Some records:
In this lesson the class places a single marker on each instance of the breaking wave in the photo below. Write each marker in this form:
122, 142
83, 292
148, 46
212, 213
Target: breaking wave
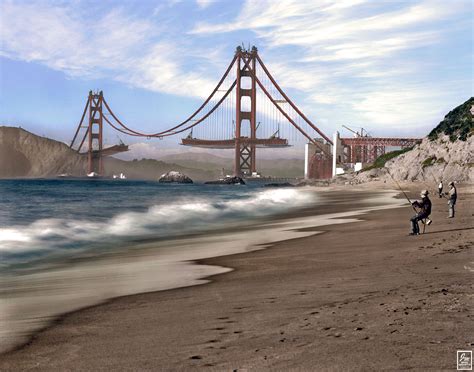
23, 244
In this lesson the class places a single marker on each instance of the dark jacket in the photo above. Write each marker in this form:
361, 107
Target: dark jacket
424, 205
453, 194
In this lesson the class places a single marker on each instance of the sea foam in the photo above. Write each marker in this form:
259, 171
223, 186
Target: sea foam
51, 236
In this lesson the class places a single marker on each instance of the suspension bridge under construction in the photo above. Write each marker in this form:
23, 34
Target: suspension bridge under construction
246, 111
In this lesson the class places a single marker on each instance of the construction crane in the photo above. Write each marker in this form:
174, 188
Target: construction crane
361, 134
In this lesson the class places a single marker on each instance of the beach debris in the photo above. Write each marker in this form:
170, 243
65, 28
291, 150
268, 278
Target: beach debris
174, 177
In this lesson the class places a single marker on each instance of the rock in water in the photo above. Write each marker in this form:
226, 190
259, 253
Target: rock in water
174, 177
276, 184
227, 181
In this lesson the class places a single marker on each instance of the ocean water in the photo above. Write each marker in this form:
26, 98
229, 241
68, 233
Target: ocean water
44, 220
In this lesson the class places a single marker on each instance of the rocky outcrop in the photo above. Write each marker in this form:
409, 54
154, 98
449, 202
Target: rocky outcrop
430, 161
174, 177
436, 160
447, 154
24, 154
227, 181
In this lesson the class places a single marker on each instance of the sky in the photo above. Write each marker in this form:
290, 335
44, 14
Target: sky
394, 68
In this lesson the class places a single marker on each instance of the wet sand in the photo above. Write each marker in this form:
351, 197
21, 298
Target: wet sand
359, 296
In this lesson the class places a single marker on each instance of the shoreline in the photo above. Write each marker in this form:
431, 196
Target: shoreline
268, 232
224, 261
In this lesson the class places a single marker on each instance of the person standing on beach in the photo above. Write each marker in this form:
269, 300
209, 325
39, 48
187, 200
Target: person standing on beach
425, 210
453, 195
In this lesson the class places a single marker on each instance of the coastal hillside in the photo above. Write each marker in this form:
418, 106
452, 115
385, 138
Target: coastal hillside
24, 154
447, 153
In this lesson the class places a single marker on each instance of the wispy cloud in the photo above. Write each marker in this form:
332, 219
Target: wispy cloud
360, 61
353, 58
118, 46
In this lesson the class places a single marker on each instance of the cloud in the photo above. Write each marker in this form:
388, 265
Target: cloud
118, 46
351, 60
204, 3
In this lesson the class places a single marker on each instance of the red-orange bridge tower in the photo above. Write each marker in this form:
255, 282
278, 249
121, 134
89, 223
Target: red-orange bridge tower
229, 118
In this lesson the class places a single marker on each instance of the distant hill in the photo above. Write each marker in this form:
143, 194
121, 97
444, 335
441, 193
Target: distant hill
24, 154
446, 154
457, 124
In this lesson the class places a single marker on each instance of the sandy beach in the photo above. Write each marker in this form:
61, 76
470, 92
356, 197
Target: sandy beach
357, 296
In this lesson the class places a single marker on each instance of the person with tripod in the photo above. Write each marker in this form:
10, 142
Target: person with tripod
425, 210
452, 195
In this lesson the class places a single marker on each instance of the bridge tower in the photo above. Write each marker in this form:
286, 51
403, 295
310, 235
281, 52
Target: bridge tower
245, 152
94, 130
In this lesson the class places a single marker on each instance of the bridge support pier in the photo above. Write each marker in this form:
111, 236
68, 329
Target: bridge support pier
245, 153
94, 130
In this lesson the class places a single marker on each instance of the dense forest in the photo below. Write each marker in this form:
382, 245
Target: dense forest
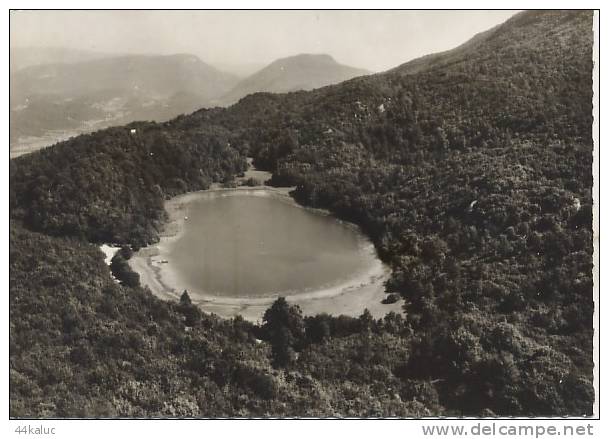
471, 170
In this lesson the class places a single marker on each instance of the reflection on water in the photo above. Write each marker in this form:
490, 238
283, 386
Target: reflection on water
252, 244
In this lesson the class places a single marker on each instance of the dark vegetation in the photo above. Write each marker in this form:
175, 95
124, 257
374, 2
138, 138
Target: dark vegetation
471, 171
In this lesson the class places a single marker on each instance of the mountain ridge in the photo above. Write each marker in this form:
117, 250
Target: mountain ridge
473, 178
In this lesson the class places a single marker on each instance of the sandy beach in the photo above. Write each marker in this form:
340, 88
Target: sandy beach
349, 297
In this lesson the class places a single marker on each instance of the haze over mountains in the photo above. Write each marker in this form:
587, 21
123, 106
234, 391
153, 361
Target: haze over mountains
83, 91
470, 170
300, 72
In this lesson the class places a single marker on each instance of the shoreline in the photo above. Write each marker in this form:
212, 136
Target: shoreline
348, 296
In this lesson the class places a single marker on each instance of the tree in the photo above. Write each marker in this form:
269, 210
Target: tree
284, 328
185, 298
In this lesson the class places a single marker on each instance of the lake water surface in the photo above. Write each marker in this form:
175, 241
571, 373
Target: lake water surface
253, 243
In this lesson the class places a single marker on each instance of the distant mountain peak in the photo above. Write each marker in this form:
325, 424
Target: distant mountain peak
305, 71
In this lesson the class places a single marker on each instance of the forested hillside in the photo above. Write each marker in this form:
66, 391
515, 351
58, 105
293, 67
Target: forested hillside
471, 170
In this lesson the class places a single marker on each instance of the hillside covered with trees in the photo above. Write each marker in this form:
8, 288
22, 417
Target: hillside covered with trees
471, 170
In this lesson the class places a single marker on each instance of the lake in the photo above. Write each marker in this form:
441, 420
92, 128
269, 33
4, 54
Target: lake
254, 243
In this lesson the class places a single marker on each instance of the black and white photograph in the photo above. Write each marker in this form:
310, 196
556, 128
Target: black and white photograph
303, 214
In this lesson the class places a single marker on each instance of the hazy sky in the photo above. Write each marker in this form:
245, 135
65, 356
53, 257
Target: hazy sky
375, 40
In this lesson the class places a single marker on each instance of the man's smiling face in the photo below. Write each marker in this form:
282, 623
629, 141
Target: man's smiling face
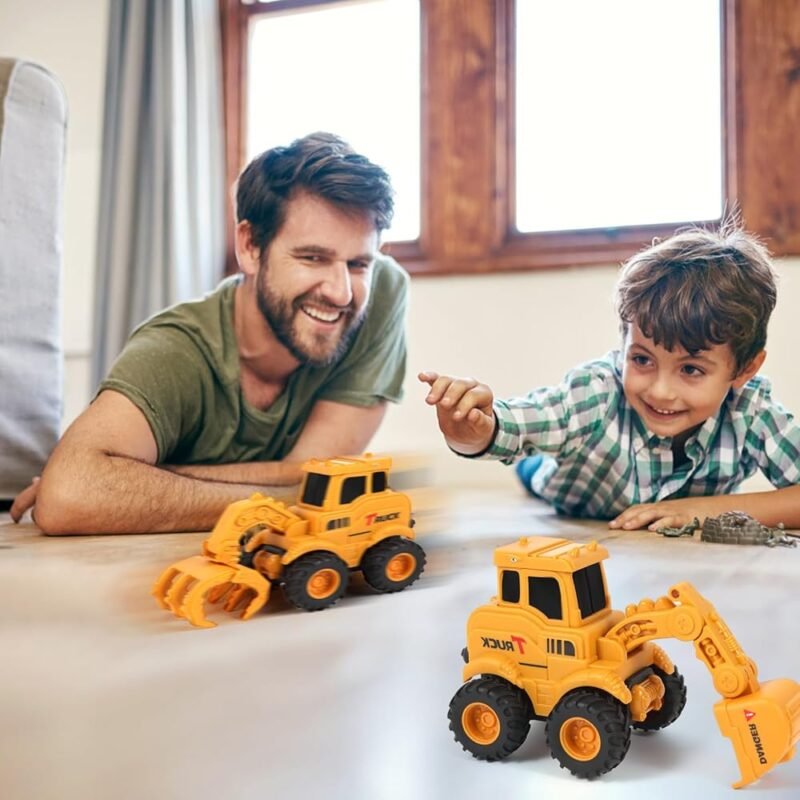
315, 276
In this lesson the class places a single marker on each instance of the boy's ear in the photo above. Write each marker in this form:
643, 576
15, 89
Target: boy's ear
750, 370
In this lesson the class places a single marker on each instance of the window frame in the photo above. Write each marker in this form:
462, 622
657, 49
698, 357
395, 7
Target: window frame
467, 137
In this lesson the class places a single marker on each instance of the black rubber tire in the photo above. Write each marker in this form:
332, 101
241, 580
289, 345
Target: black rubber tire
611, 719
377, 558
511, 706
673, 703
298, 574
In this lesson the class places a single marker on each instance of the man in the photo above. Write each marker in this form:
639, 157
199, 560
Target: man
292, 359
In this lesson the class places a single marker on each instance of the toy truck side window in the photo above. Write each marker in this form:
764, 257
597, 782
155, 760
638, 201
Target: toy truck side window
315, 489
352, 488
378, 481
590, 590
509, 586
545, 595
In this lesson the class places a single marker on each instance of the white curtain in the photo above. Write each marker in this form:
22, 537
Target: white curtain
162, 196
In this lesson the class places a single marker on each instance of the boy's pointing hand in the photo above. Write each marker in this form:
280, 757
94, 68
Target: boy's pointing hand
464, 410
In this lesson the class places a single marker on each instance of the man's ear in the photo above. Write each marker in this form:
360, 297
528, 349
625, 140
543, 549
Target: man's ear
248, 255
750, 370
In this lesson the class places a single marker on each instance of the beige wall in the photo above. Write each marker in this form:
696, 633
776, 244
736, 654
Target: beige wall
514, 331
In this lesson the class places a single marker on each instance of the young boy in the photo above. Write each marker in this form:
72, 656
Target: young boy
663, 430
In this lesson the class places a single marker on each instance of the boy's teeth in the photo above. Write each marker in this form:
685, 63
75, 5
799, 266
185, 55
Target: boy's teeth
322, 316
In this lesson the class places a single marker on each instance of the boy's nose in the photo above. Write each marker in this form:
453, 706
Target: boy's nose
662, 389
337, 288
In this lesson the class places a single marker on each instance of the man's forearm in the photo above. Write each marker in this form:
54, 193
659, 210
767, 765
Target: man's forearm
106, 493
264, 473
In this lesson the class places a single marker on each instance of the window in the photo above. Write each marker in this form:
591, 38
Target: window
328, 46
590, 590
545, 594
581, 160
510, 586
353, 488
475, 105
378, 481
315, 489
559, 647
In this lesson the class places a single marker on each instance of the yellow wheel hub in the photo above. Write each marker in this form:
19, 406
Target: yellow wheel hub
580, 739
323, 583
480, 723
400, 567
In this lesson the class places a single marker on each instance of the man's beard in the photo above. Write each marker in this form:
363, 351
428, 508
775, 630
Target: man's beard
280, 314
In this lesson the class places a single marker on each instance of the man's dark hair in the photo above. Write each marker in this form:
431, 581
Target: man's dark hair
321, 164
700, 288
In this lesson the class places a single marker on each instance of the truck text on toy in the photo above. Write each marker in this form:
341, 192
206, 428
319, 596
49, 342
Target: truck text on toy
550, 647
346, 518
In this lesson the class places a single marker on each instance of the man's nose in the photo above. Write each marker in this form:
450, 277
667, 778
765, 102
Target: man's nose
337, 287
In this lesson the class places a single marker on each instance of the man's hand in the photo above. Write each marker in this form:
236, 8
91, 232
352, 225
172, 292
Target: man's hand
464, 410
671, 513
24, 500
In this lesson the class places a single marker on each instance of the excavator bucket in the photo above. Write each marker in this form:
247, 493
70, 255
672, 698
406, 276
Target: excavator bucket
763, 726
184, 587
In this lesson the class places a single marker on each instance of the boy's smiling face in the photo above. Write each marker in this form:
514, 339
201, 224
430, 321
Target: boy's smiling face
674, 392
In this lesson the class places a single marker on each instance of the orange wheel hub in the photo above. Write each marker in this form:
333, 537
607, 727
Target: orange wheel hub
400, 567
323, 583
580, 739
480, 723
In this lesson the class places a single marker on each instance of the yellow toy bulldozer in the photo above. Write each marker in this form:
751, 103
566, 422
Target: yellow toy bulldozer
346, 518
550, 647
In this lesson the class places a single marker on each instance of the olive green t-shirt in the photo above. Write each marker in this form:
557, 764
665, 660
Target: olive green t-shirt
181, 369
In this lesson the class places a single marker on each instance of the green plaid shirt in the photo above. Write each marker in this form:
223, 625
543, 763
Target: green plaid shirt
606, 460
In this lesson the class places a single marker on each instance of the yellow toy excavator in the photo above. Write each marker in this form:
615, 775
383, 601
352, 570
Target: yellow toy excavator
346, 518
550, 647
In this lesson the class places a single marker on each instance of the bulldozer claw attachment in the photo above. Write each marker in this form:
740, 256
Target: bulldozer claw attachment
763, 726
184, 587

*Exercise goal*
Your task is to write out the lines from the one with "of the olive" through the end of the records, exactly and with nothing added.

*Full output*
In this lesson the class places a single marker on each instance of the olive green t-shirt in the photo above. Write each marker in this form:
557, 764
665, 660
Target: olive green t-shirt
181, 369
In this lesson the class places a single marker on each instance of the green plaid shirt in the photo above. Write each marker in this form:
223, 625
543, 763
Target: green plaid shirt
606, 460
In this lesson the class places a single marker on each instance of the yellow toy excavator in the photo above. Write each marker in this form:
615, 775
383, 601
352, 570
Target: yellow toy excavator
346, 518
550, 647
In this lesson the class places a single marker on each instance of the bulldozer claw attachment in the photo above. Write each marker in this form:
740, 256
Target: bulldozer claw attachment
763, 726
184, 587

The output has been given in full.